- [Direction]
Each entry must be reproduced precisely as it stands.

- [Material provided]

** START **

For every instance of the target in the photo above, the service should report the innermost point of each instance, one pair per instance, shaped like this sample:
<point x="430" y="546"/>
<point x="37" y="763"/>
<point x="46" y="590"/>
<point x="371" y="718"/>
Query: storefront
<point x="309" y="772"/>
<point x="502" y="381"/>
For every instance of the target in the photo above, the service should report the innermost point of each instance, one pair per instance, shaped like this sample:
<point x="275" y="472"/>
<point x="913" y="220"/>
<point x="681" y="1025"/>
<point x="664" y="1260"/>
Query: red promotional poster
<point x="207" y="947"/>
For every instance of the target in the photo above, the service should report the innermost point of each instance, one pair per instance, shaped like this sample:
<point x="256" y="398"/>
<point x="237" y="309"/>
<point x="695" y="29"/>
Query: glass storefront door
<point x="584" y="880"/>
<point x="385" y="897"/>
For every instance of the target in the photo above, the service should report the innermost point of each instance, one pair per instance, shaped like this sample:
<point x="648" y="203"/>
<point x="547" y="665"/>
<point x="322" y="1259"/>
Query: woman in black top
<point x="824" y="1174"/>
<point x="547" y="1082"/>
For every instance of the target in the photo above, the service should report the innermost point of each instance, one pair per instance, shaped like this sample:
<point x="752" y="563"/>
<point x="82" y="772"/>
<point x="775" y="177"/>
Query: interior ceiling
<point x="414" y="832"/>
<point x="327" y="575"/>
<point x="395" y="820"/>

** END **

- [Written response]
For every instance of the target in the photo above, the service should report the innermost point of each instance, one pair per instance, shaped like this sample:
<point x="430" y="546"/>
<point x="37" y="763"/>
<point x="46" y="590"/>
<point x="371" y="718"/>
Query: storefront
<point x="309" y="772"/>
<point x="502" y="381"/>
For every instance of the target in the photo above, the service should report the innermost point of each instance, one pair per instance, shaped like this sample:
<point x="275" y="472"/>
<point x="913" y="220"/>
<point x="681" y="1025"/>
<point x="664" y="1260"/>
Query: red promotional poster
<point x="207" y="947"/>
For every instance of the target in the photo above, the service should report the innermost point of each instance, one pair per instance, shaped like this sample:
<point x="256" y="398"/>
<point x="237" y="309"/>
<point x="695" y="29"/>
Query: glass storefront door
<point x="584" y="880"/>
<point x="385" y="897"/>
For every instance of the target in the photo above, the service should report the innermost point of each instance, one pair per instance, shaped like this sample:
<point x="648" y="203"/>
<point x="547" y="665"/>
<point x="322" y="1259"/>
Query: woman in black top
<point x="824" y="1174"/>
<point x="547" y="1082"/>
For every instance of the target in the photo above, the service should report the innermost point of each instance, one pair per instance, shaped like this sample:
<point x="752" y="563"/>
<point x="82" y="772"/>
<point x="775" y="177"/>
Query: interior ceiling
<point x="414" y="832"/>
<point x="327" y="575"/>
<point x="395" y="820"/>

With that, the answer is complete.